● EXTRACTED MATERIAL
::::

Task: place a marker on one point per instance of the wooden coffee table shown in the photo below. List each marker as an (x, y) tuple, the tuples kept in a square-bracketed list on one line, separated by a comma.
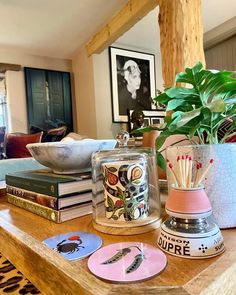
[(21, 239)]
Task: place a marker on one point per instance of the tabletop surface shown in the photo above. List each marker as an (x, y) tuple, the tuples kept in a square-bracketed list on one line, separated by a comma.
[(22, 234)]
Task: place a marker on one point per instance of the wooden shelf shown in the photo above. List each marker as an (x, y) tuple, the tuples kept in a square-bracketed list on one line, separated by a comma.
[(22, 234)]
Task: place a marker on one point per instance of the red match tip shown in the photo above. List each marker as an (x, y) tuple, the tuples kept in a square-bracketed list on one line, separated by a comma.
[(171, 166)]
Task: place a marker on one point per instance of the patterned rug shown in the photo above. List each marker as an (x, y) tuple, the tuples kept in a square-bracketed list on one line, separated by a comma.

::::

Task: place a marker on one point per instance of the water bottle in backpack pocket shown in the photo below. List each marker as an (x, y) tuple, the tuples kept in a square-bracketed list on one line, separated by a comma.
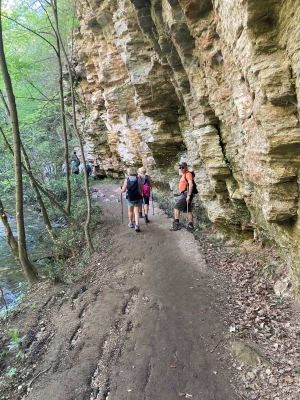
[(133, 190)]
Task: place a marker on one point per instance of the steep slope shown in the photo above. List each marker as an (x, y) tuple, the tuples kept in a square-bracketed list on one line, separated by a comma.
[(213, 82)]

::::

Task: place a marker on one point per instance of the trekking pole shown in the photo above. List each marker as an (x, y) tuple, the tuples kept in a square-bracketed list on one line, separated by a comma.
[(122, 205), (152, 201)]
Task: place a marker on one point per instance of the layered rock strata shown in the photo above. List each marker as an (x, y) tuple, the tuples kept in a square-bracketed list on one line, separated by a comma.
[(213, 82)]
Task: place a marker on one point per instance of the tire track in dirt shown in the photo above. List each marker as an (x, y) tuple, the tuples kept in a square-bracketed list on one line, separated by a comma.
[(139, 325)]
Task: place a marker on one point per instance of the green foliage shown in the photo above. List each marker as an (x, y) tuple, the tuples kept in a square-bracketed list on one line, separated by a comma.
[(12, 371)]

::::

● INSTRUCTIONS TO FOLLOW
Swap "trekking pole" for "walking stick" in the lines from the one with "of the trekking" up to and including the one with "[(122, 205), (152, 201)]", and write out only those lines with nothing else changed.

● OUTPUT OF THE EXERCISE
Task: place a marker on one point per instance of the walking stick shown in the photo above. List each marker as an (x, y) tuple, the tuples kept in a square-bracketed list on one line, separated by a comma.
[(122, 205), (152, 201)]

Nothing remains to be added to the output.